*What this exercise asks*.
1 – In the travel account, which languages does Beatrice speak?
2 – From the travel account, return everything from "Later we talk" down to "communicate pretty well.".
3 – List every person mentioned by name in the travel account.

*Extracted text*.

Later we talk to another Italian couple and I tell the woman, who comes from Palermo originally, about my experiences with the mafia family which built all the high rise buildings around Palermo. Then I remember the women from Messina smuggling salt across the Straits under their skirts. “I did that!”, the lady exclaims. And so on .. It’s really nice to talk to people who actually live in the places I have visited. Beatrice speaks French and Italian. Alex speaks Italian and some English. With my limited French and Italian, we manage to communicate pretty well.

The next day, George runs me down to the ferry harbour. But, while I am waiting to go, his mother appears and gives me a freshly cooked “grass pie”. I don’t know how they came up with this priceless bit of English translation but the word “grass” seems to indicate a number of wild greens growing around the island. I take the top off and photograph the inside of the pie for later investigation. It is SO delicious!!! I can definitely suggest that anyone visiting Gavdos eat at her place if you don’t decide to stay there. The prices are also ridiculously low. According to Alex, they are about half the price of elsewhere on the island. I show him my villa and he thinks that is also an incredible bargain.

From George’s place we can see the ferry approaching the island so we leave for the harbour as soon as it rounds the headland. I see the ‘Samaria’ coming in to the harbour! This is the ferry that lays off the Paleochora old harbour each evening so I know, whatever happens, I will end up there tonight if we don’t sink.

*Exercise data*.
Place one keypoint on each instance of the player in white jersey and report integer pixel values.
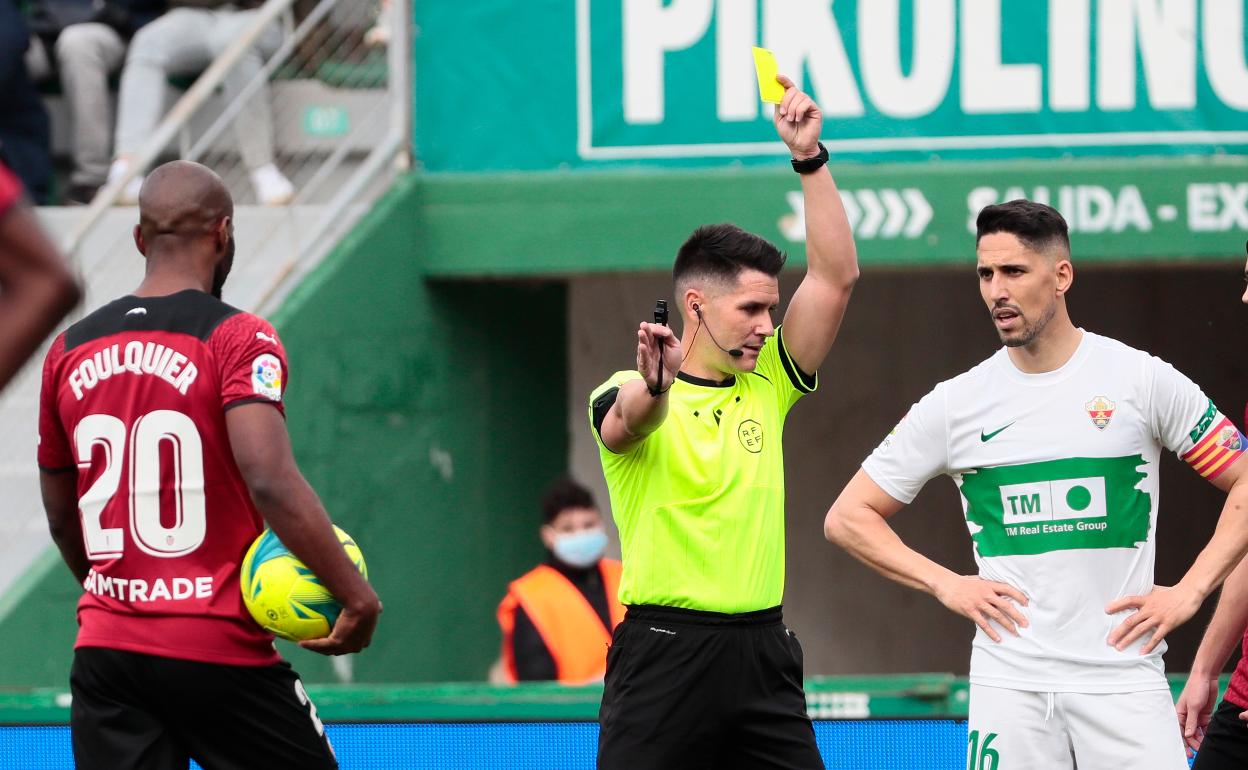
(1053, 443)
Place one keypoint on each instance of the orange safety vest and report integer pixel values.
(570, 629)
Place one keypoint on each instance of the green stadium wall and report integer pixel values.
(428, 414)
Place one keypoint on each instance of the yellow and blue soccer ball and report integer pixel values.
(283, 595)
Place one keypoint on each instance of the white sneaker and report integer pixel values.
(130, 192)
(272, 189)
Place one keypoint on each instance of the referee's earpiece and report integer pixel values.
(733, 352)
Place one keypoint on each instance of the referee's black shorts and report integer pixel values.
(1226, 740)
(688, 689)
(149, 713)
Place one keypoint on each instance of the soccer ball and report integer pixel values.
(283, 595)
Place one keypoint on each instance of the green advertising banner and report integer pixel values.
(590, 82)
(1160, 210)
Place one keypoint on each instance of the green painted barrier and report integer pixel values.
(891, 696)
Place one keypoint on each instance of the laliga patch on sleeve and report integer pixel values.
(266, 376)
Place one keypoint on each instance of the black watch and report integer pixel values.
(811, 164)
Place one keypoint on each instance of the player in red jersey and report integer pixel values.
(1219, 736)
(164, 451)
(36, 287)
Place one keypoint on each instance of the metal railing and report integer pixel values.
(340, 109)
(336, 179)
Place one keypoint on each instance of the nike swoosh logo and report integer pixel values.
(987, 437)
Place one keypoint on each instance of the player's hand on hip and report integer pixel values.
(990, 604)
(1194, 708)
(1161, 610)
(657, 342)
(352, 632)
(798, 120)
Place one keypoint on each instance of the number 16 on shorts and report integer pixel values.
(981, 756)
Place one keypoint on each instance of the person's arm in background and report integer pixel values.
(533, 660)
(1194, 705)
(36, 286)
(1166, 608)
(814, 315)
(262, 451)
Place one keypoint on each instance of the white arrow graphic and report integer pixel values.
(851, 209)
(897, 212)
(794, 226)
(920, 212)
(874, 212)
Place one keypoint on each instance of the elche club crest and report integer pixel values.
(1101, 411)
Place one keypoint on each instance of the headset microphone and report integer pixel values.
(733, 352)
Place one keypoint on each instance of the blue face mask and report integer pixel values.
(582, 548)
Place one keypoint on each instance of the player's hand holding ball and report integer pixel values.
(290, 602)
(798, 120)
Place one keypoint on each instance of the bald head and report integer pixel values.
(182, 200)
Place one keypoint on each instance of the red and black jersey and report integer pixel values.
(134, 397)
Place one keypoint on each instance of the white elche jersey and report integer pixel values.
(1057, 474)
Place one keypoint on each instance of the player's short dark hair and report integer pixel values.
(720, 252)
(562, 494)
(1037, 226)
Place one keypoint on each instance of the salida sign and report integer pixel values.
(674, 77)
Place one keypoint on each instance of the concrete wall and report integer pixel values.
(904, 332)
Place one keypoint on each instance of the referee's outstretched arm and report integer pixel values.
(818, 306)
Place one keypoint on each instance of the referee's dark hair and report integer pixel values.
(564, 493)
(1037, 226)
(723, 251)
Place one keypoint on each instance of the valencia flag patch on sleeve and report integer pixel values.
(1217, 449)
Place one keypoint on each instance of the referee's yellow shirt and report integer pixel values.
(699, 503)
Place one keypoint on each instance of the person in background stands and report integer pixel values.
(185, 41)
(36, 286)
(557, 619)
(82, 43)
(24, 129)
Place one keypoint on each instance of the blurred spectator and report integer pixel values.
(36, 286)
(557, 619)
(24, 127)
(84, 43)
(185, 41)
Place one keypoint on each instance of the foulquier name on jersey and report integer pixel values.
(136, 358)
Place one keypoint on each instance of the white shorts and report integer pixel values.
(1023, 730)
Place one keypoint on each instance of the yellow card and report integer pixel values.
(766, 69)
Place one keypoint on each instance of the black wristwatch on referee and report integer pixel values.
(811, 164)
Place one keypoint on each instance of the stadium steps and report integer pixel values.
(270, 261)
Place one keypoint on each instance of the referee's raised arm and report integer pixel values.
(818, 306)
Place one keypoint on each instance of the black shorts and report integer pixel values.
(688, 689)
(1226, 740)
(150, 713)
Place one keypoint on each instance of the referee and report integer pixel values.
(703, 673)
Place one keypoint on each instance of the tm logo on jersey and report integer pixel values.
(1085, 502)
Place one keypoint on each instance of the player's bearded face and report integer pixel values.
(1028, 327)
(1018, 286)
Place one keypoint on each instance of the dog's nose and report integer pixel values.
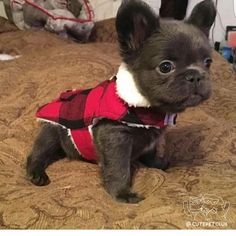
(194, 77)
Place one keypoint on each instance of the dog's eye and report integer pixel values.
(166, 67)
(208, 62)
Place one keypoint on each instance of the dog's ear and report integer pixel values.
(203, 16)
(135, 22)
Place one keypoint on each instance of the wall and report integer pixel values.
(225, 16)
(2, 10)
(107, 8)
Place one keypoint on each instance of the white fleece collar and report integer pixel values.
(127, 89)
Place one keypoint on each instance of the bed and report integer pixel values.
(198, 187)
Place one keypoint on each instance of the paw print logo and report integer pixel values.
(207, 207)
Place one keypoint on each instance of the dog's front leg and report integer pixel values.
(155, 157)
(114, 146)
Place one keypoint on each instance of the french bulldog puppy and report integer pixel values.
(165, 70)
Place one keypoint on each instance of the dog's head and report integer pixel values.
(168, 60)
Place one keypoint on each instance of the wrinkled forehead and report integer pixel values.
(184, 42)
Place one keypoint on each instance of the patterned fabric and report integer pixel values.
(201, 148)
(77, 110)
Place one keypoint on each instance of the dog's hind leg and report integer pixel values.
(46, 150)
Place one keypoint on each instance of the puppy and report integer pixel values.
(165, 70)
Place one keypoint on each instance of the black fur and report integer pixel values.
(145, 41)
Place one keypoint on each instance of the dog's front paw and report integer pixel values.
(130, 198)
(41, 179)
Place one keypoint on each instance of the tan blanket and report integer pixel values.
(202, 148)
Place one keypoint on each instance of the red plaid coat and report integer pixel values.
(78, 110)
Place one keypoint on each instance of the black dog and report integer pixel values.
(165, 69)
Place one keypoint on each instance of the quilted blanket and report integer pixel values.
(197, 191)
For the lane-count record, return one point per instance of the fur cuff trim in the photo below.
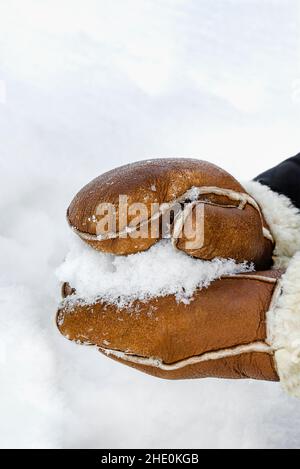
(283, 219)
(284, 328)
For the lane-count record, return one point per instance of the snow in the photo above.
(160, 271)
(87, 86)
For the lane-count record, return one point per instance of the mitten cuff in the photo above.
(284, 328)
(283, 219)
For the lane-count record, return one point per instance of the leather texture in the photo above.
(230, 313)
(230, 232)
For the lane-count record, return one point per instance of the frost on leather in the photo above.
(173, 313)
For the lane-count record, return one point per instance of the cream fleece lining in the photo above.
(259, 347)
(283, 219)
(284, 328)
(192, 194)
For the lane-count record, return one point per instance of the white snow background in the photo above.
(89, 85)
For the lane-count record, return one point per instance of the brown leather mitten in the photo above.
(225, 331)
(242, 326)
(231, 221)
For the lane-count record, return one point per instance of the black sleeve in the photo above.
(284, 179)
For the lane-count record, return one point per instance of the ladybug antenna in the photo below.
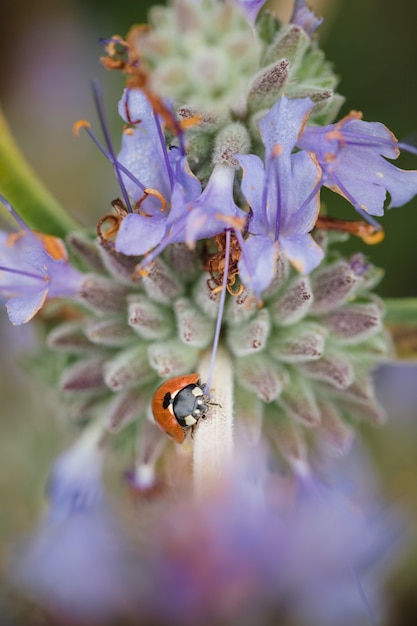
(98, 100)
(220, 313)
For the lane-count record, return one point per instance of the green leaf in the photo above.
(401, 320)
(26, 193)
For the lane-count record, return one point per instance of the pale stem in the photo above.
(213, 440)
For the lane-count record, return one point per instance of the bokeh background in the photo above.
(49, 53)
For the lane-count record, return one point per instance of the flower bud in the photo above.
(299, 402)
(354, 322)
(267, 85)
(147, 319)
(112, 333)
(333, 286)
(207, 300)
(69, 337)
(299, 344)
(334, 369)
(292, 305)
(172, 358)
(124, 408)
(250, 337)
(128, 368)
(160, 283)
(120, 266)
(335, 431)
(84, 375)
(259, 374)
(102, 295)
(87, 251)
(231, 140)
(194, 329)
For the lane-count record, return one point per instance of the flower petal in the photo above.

*Task-by-task answers*.
1 – French and Italian.

2 –
Later we talk to another Italian couple and I tell the woman, who comes from Palermo originally, about my experiences with the mafia family which built all the high rise buildings around Palermo. Then I remember the women from Messina smuggling salt across the Straits under their skirts. “I did that!”, the lady exclaims. And so on .. It’s really nice to talk to people who actually live in the places I have visited. Beatrice speaks French and Italian. Alex speaks Italian and some English. With my limited French and Italian, we manage to communicate pretty well.

3 – Beatrice, Alex, George